SOURCE PASSAGE:
#####

Phonetic symbols in Calibri and Cambria

July 6, 2010

This topic was imported from the Typophile platform

John Wells's Phonetic Blog has a new post about the design of phonetic symbols in Calibri and Cambria. John Wells is a British phonetician and editor of the Longman Pronunciation Dictionary.

Here is what he has to say:
Calibri (like the font most of you will see in this blog) has a small cap i without the serifs it really needs for good legibility. It also has too much space before the stress mark, after the ɡ and after the length mark. In Cambria the serifs and stress mark are satisfactory, but the character spacing in the word ɡɑːdn̩ still leaves a lot to be desired.

The 'small cap i' is actually ɪ, the phonetic symbol for the vowel of 'kit'. I have to agree that even in a sans serif design where neither I nor the small cap i have serifs, this phonetic symbol needs serifs as they are an integral part of the symbol's identity. Lucida Sans Unicode is an example where the capital I has no serifs but the symbol ɪ does. Without serifs, I have trouble reading it as anything other than the Turkish dotless i.

Based on the samples on the blog, the spacing does look problematic and I agree with his assessments. I don't know how much of this is the inherent spacing and how much is the rendering and software used with possibly limited kerning support.

If you have any insights to share about the designs from the perspective of type designers to an audience of phoneticians, I would encourage you to comment on the blog itself, and we could also have a Typophile-specific discussion here.

July 6, 2010

Will log a bug against Calibri. Can't repro the spacing of Cambria. Will investigate.

Thanks, Si

July 6, 2010

The spacing problems seem to be a result of rounding errors in Wells’ rendering environment. This is how the spacing appears in GDI under Vista:

[Note that the below combining mark touches the bottom of the letter at some sizes. Correcting this would require size-specific adjustment of GPOS mark positioning data. This can be done in VOLT, but it is a major amount of work.]

July 6, 2010

And Calibri:

I quite agree regarding the phonetic smallcap ɪ. [Actually, I lean more and more to the view that the I in sans serif fonts, especially screen fonts, should have bars top and bottom to aid legibility. These should not be thought of as serifs: the I with barred terminals is a well-attested, indeed common form in writing.]

July 6, 2010

Actually, I lean more and more to the view that the I in sans serif fonts, especially screen fonts, should have bars top and bottom to aid legibility. These should not be thought of as serifs: the I with barred terminals is a well-attested, indeed common form in writing.

#####

RECORDS SUPPLIED:
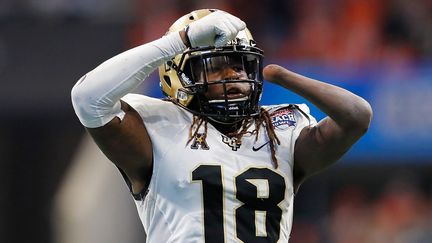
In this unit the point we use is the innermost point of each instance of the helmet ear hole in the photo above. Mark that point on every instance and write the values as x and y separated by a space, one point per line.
167 80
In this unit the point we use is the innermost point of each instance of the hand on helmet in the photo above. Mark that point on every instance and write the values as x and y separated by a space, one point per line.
215 29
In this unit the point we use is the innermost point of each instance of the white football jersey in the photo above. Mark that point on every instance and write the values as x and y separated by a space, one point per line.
217 189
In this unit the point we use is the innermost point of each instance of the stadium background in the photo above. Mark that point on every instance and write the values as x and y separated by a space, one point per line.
55 186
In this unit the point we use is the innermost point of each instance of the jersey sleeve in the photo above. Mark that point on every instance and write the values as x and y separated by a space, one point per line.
288 121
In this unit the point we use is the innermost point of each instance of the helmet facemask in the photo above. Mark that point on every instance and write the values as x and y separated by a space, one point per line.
196 71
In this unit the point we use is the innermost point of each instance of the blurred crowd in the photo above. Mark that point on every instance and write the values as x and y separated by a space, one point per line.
400 213
346 31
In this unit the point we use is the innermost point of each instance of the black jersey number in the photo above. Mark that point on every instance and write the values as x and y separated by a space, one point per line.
258 218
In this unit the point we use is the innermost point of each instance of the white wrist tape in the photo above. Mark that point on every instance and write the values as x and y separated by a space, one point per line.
96 96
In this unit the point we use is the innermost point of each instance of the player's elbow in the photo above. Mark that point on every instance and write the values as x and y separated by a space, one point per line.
361 117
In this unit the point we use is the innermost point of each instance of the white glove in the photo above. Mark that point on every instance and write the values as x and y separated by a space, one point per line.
215 29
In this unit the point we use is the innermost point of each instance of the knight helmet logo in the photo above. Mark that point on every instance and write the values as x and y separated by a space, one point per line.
200 142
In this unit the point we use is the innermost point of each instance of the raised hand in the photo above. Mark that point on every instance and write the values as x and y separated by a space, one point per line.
215 29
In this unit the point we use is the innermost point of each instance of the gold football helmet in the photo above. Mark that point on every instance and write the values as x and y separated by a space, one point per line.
184 78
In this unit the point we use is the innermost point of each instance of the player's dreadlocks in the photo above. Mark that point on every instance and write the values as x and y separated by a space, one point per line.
262 119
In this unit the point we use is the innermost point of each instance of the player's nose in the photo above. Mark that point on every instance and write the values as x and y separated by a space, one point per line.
230 73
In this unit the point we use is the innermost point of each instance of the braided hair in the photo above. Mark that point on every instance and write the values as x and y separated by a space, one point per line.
262 119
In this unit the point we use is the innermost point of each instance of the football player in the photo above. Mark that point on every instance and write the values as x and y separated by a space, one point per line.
209 163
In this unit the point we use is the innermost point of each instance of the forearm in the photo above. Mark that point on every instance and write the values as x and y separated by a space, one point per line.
345 108
96 96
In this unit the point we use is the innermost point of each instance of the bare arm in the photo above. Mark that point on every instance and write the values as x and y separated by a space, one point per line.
348 118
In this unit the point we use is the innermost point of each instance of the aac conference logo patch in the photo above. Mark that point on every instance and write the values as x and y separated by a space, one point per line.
283 118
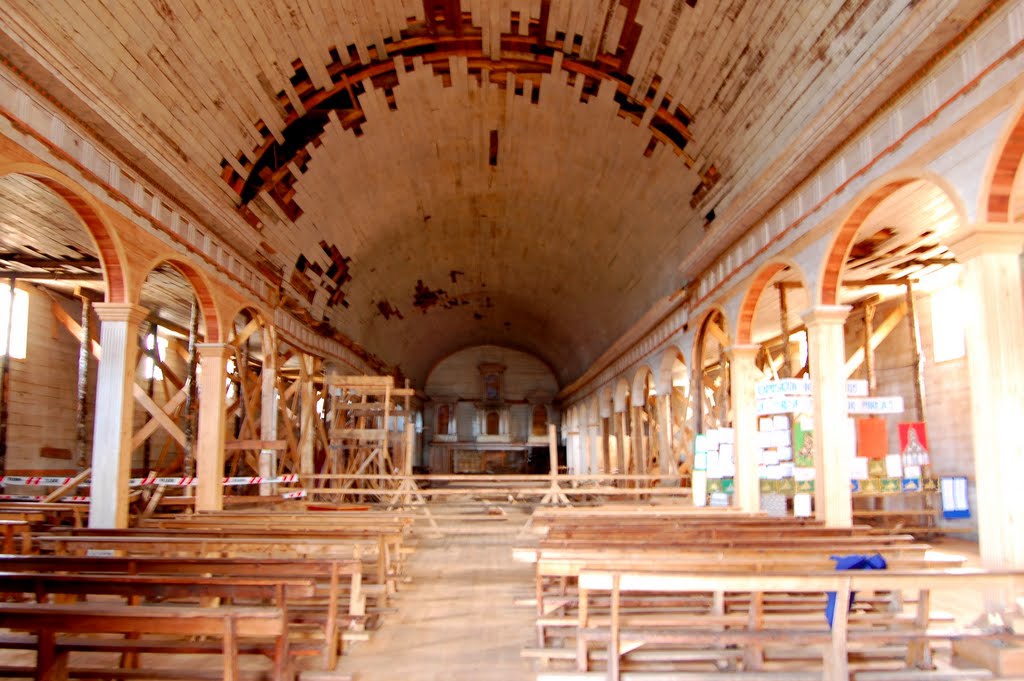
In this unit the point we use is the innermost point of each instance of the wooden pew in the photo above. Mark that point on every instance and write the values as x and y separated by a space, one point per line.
12 528
680 539
377 549
231 626
674 630
327 609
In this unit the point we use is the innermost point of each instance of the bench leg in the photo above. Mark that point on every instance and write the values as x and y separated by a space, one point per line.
919 653
754 656
230 651
51 665
836 661
613 642
331 635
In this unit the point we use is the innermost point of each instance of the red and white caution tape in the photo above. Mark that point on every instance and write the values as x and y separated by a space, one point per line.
177 481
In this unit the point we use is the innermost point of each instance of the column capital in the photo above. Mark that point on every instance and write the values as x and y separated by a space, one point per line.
740 352
820 314
214 350
130 312
986 238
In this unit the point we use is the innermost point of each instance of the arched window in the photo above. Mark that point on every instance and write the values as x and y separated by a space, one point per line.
540 420
443 417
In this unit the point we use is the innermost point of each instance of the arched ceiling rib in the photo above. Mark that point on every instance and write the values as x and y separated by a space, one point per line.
548 163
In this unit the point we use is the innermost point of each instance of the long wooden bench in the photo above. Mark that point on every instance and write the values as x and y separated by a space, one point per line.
379 550
231 626
624 634
325 609
674 539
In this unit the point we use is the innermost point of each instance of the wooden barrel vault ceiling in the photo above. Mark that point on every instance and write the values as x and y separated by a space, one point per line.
424 176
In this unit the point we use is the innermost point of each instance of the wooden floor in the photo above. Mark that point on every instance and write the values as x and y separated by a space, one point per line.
457 620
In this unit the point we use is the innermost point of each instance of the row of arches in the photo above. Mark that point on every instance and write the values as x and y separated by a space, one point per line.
855 298
190 377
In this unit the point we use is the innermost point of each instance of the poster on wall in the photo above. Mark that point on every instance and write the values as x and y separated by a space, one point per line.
913 443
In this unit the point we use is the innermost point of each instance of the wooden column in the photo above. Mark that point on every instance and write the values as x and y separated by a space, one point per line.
744 425
667 462
268 409
113 416
307 414
622 463
991 284
785 371
81 403
210 442
826 352
869 307
915 360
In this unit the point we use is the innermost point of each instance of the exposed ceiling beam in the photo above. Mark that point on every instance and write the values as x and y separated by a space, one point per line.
35 261
52 277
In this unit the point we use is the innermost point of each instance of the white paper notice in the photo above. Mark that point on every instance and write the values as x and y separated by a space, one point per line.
802 506
699 481
894 467
803 473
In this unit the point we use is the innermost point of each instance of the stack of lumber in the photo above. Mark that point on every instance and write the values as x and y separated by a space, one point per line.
706 593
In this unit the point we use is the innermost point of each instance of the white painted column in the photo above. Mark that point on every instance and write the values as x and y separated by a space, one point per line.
268 409
666 456
991 286
744 425
210 442
112 428
596 448
826 350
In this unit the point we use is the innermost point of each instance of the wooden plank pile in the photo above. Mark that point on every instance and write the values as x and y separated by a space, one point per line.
299 586
634 592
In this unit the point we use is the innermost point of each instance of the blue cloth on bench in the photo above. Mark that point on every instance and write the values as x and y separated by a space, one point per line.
855 561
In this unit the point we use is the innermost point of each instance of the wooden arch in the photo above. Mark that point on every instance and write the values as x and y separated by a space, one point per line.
203 290
96 224
1004 173
749 306
869 200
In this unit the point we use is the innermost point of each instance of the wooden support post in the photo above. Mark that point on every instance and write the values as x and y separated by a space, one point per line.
622 443
744 424
192 394
307 412
826 349
915 358
783 323
869 307
5 375
81 402
991 281
268 409
151 384
210 444
552 451
115 406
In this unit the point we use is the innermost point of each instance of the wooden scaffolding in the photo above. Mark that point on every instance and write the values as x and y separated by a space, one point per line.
371 433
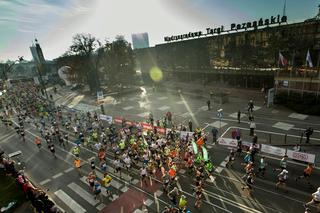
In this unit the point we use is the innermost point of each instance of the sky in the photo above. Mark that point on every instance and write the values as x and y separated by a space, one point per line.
54 22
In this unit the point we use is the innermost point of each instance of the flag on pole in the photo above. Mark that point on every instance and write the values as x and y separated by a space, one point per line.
308 59
282 60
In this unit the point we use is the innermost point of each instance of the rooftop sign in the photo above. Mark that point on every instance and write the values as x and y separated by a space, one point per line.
233 27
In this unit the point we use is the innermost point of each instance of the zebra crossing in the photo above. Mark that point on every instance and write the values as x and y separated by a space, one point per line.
78 197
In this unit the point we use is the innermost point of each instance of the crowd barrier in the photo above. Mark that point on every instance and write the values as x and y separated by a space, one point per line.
272 150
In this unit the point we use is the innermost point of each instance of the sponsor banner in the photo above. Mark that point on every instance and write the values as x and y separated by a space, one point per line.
183 134
106 118
99 95
129 123
228 142
301 156
273 150
146 126
248 144
117 120
161 130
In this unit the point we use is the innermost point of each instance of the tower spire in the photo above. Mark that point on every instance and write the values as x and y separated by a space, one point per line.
284 8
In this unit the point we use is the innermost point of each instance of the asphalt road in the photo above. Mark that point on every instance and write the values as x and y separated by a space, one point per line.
224 195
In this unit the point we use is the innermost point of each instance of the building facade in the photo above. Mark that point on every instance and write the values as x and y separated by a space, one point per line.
241 57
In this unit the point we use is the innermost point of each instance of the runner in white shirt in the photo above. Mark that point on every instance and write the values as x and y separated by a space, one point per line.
143 175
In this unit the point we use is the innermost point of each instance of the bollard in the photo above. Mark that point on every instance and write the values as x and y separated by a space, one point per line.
269 138
285 139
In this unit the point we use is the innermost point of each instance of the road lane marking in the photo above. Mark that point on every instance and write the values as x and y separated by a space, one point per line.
68 170
45 181
83 193
101 206
72 204
57 175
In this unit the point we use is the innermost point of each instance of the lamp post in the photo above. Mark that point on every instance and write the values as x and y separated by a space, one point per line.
6 71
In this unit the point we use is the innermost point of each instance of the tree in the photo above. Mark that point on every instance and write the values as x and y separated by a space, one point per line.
83 46
119 61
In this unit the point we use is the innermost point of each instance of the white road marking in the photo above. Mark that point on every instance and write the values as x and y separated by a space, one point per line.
57 175
144 114
148 202
69 170
127 108
203 108
255 108
163 108
162 98
73 205
124 189
283 126
45 181
101 206
83 193
135 181
298 116
216 124
235 115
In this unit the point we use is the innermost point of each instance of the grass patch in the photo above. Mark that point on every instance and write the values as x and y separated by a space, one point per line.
9 190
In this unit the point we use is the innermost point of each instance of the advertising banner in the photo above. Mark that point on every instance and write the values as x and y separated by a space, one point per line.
228 142
301 156
106 118
273 150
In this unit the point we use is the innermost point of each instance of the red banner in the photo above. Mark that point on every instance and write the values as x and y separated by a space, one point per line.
118 120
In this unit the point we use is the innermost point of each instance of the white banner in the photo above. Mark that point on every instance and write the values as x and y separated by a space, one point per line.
106 118
228 142
99 95
273 150
183 134
301 156
248 144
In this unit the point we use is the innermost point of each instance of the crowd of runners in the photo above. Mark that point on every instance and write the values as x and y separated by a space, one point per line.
156 155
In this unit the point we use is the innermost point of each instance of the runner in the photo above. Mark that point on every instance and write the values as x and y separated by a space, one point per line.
306 174
282 179
248 184
77 165
37 141
315 200
106 181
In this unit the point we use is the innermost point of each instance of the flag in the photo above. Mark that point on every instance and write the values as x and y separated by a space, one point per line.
308 59
282 60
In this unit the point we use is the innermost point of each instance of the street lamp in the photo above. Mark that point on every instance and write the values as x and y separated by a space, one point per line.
6 71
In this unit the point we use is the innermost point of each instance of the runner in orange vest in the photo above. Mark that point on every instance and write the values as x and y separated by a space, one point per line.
306 173
37 141
77 164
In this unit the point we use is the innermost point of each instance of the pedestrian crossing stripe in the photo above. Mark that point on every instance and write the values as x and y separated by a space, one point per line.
127 108
283 126
216 124
298 116
255 108
162 98
72 204
235 115
83 193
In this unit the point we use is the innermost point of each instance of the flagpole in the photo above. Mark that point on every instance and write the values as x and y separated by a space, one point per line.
318 74
277 76
292 64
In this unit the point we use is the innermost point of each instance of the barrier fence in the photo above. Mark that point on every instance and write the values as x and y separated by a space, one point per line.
271 150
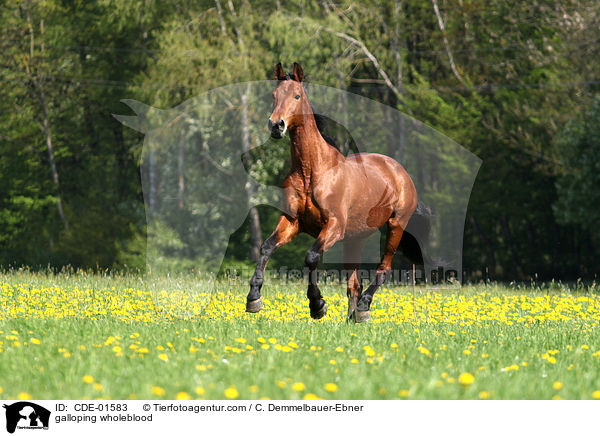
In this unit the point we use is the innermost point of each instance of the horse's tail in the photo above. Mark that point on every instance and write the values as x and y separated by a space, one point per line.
416 235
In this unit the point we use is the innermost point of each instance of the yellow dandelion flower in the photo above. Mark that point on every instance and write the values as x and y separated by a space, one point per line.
183 396
331 387
466 379
231 393
158 391
298 386
88 379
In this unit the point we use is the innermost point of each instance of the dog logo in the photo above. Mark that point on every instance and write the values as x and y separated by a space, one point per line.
26 415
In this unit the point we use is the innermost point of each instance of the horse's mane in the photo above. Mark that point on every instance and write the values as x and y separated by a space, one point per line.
321 120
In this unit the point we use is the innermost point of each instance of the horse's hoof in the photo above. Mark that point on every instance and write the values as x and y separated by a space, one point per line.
362 316
318 314
254 305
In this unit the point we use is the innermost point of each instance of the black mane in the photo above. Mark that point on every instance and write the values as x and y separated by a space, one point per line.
321 120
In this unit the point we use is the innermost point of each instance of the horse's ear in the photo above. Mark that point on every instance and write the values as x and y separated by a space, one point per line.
298 73
279 73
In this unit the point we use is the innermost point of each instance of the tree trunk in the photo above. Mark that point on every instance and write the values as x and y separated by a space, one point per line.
180 174
253 214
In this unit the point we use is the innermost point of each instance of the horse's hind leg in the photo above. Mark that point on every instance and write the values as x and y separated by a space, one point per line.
284 232
352 250
396 226
329 235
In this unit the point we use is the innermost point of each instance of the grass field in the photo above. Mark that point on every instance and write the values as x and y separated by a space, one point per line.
76 336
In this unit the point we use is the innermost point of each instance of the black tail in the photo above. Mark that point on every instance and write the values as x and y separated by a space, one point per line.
416 235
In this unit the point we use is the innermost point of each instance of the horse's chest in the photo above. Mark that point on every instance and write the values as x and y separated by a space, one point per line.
311 218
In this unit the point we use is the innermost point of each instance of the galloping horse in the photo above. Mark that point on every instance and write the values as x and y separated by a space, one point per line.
332 198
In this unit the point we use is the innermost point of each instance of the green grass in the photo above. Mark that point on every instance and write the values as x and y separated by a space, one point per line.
425 362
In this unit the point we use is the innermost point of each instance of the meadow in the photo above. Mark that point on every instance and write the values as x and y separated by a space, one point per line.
85 335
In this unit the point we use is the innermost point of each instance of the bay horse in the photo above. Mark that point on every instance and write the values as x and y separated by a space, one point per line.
332 198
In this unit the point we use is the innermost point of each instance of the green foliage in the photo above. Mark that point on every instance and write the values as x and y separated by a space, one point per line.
522 70
578 146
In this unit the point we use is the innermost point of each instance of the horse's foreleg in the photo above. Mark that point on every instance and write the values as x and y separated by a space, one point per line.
393 237
285 231
330 234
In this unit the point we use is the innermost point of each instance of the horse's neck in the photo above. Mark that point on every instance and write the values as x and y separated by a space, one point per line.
309 150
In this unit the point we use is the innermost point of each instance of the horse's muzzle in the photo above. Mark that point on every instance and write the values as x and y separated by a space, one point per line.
277 128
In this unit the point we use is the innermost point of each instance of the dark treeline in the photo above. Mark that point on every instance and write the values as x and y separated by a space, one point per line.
516 83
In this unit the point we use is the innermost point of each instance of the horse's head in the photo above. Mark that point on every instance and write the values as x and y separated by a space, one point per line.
290 102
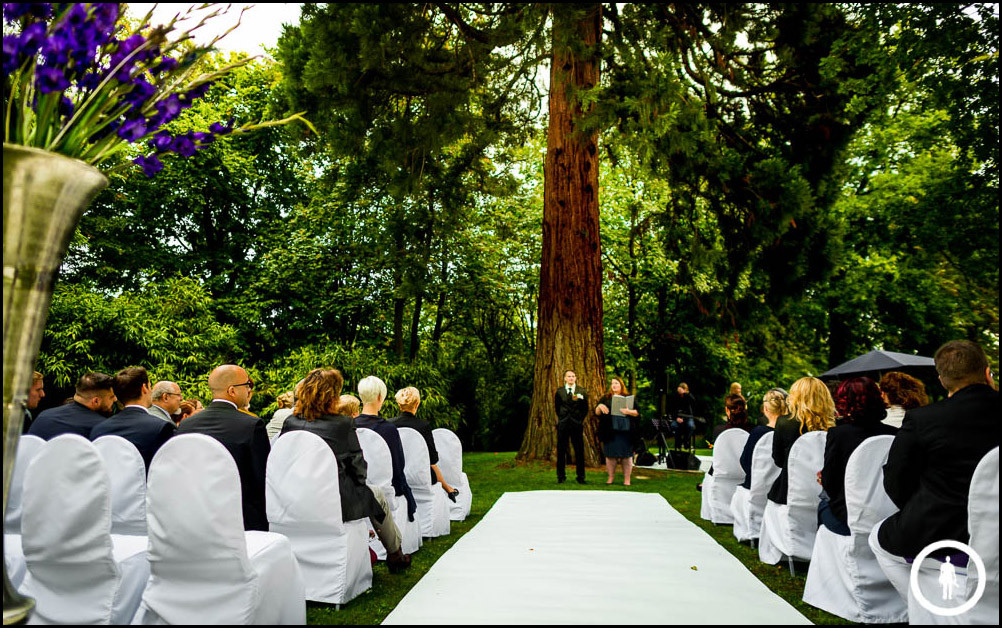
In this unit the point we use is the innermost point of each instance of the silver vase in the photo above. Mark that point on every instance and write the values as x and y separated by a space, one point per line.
44 194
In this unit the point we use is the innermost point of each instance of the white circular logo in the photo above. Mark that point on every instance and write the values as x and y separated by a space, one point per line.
947 579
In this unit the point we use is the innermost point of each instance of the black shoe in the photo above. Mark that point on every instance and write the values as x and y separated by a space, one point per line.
398 562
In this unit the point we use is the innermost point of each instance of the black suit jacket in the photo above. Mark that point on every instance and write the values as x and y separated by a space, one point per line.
930 466
409 420
72 418
245 439
573 411
137 427
339 432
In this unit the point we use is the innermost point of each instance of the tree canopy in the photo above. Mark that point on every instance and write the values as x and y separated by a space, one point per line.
780 187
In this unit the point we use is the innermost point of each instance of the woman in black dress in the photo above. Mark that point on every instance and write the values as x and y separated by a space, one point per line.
616 432
861 410
318 402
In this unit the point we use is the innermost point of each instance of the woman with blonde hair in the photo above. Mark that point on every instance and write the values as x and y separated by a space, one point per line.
812 409
774 407
318 410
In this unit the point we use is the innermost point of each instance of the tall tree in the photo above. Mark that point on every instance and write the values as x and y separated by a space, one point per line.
569 323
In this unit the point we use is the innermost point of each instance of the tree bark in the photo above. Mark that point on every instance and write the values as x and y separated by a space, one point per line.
569 322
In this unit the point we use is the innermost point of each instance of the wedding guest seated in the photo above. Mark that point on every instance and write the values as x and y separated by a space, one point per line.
92 403
285 411
134 423
811 409
166 401
861 410
319 411
187 408
901 393
774 406
932 460
408 400
737 418
351 406
242 435
735 409
35 395
372 392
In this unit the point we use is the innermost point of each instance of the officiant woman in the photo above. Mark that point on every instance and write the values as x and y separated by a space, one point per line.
616 432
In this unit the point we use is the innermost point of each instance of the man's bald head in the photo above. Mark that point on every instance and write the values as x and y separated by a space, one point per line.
225 376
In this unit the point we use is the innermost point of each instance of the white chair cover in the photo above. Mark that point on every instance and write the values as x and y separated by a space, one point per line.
433 505
204 569
304 503
845 578
380 474
790 529
127 474
78 572
983 525
747 505
27 448
451 465
727 474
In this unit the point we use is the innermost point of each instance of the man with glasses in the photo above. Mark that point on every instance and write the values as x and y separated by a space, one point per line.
166 401
242 435
133 423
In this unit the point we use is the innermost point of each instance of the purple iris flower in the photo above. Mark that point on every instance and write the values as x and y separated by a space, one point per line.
50 79
150 165
132 130
161 142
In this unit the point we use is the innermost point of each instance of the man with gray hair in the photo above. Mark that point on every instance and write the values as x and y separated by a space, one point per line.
166 401
372 392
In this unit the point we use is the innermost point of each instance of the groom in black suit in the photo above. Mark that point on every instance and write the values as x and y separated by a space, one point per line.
242 435
571 403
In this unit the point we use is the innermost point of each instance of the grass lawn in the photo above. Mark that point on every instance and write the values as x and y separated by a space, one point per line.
492 475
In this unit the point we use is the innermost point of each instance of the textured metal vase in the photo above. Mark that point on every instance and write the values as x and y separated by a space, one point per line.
44 195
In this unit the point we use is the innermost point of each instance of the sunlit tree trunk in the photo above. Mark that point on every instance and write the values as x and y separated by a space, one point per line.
569 326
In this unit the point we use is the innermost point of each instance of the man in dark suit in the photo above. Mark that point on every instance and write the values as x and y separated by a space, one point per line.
35 395
932 460
571 403
241 434
93 402
134 423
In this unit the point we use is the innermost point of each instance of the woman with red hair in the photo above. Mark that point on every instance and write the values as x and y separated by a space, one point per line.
861 411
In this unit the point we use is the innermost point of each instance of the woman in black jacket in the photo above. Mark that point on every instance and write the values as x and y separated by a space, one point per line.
861 412
318 401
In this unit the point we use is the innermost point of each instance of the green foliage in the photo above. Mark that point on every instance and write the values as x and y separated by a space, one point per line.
166 327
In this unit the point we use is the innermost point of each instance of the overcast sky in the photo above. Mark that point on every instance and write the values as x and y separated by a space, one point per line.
262 24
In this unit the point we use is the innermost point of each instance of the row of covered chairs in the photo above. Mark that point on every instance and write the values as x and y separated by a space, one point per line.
310 553
844 577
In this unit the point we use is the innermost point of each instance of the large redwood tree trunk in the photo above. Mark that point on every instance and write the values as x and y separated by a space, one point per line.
569 325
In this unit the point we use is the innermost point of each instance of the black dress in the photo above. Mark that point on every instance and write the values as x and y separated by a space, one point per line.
616 432
338 431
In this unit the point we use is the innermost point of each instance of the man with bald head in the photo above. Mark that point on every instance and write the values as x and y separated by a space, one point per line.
241 434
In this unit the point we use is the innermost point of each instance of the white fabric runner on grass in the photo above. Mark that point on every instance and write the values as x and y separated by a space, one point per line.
589 557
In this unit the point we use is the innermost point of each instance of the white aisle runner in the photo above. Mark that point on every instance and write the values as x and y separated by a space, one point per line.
589 557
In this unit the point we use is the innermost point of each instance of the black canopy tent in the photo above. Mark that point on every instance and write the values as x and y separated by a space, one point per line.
880 362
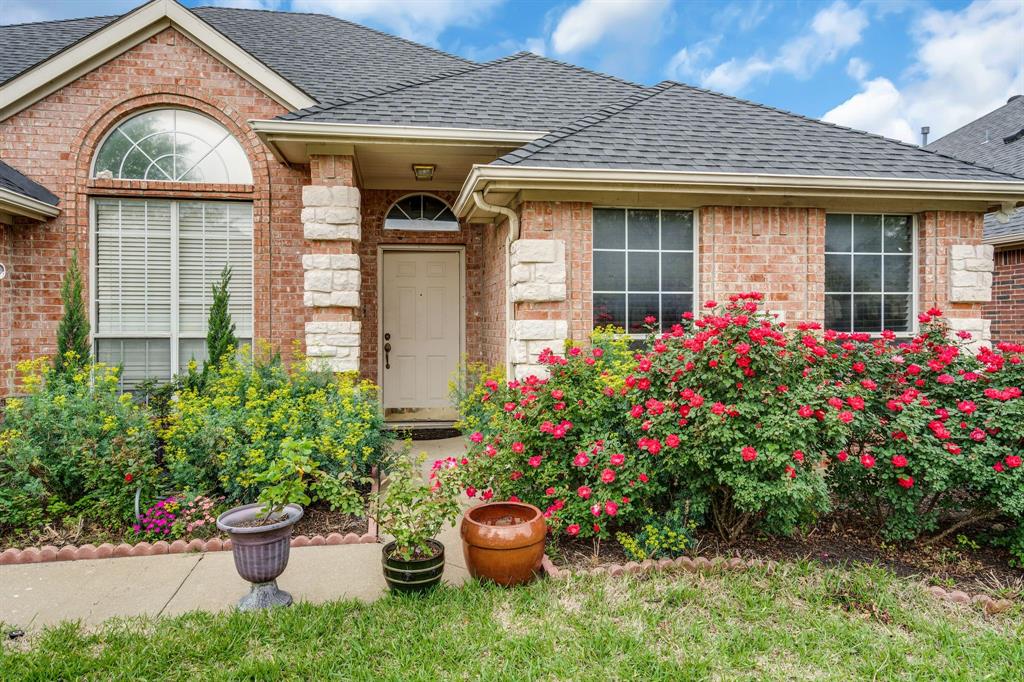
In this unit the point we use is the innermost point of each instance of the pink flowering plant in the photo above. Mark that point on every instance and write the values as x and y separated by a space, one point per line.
939 440
728 403
560 443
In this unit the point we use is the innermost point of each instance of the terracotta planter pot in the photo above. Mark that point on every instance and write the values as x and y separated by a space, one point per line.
415 574
504 542
260 552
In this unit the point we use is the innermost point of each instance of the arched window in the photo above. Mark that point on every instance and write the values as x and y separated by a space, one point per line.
422 213
173 145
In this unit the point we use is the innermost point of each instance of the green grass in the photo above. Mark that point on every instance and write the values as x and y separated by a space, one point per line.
802 622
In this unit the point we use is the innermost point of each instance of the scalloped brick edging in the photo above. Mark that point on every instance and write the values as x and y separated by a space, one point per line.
989 604
105 551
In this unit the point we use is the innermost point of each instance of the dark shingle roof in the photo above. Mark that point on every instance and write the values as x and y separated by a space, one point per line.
677 127
14 181
25 45
519 92
328 57
995 139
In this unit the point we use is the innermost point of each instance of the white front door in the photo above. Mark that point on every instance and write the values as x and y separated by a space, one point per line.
421 332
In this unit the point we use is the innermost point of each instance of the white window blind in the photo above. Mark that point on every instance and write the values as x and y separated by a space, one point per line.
155 264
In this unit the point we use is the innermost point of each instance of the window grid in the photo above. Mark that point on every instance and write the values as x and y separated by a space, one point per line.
883 292
660 292
175 336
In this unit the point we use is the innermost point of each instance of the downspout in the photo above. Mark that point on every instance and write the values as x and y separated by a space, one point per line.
512 237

#####

SHORT TASK 1: Can you duplicate everything from "The 'small cap" down to "Turkish dotless i." in the thread on phonetic symbols in Calibri and Cambria?
SHORT TASK 2:
Answer these questions from the thread on phonetic symbols in Calibri and Cambria:
(a) Which dictionary is John Wells the editor of?
(b) Which font is given as a case where the capital I has no serifs but the symbol ɪ does?
(c) In what rendering environment does one reply show how the spacing appears?
SHORT TASK 3: How would you sum up the thread on phonetic symbols in Calibri and Cambria in two sentences?

WORKED ANSWER 1:
The 'small cap i' is actually ɪ, the phonetic symbol for the vowel of 'kit'. I have to agree that even in a sans serif design where neither I nor the small cap i have serifs, this phonetic symbol needs serifs as they are an integral part of the symbol's identity. Lucida Sans Unicode is an example where the capital I has no serifs but the symbol ɪ does. Without serifs, I have trouble reading it as anything other than the Turkish dotless i.

WORKED ANSWER 2:
(a) The Longman Pronunciation Dictionary.
(b) Lucida Sans Unicode.
(c) GDI under Vista.

WORKED ANSWER 3: The thread relays phonetician John Wells's criticism that Calibri's small cap i (ɪ) lacks the serifs it needs for legibility and that both fonts have spacing problems in phonetic text, and the poster agrees with his assessments. Replies promise to log a bug against Calibri, attribute the spacing problems to rounding errors in Wells's rendering environment, and agree that the phonetic ɪ needs serifs.